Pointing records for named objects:
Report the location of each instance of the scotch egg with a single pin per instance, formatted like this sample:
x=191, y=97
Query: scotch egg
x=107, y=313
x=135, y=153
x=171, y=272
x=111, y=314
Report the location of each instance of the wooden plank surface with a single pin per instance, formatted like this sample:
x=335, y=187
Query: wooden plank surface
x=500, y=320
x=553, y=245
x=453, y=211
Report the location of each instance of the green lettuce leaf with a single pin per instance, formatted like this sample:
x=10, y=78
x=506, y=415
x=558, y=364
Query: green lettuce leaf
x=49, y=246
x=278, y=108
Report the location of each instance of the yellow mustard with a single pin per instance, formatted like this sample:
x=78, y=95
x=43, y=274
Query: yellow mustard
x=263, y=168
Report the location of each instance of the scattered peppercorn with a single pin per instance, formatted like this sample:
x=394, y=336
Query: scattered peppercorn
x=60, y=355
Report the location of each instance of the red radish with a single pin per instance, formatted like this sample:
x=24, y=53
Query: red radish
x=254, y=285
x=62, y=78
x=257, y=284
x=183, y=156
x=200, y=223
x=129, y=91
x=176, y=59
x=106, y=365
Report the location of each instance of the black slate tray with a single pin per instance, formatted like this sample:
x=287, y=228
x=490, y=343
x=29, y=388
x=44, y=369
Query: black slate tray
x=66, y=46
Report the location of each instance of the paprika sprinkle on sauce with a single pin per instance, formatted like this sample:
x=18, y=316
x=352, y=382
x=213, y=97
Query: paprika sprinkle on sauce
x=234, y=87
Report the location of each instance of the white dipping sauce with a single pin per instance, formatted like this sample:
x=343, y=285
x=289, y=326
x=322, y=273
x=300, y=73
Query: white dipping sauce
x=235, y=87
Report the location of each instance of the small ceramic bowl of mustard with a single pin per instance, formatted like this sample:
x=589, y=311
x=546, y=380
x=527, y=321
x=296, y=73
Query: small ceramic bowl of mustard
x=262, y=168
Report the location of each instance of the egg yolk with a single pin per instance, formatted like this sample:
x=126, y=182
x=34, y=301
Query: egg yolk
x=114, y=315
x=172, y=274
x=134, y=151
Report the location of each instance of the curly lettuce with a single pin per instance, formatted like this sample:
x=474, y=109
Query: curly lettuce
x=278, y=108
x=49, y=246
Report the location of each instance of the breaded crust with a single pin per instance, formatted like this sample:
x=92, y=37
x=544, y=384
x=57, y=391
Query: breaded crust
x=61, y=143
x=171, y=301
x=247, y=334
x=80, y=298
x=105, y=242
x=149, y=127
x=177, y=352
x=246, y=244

▸ BRIEF:
Copy the part of the listing that opens with its first line and closes with the line containing "x=111, y=314". Include both of those lines.

▸ EXERCISE SOLUTION:
Report the location of each instance of the scotch egg with a single pin per instance, formatted like this sample:
x=191, y=97
Query: scotch egg
x=107, y=313
x=135, y=153
x=171, y=272
x=111, y=314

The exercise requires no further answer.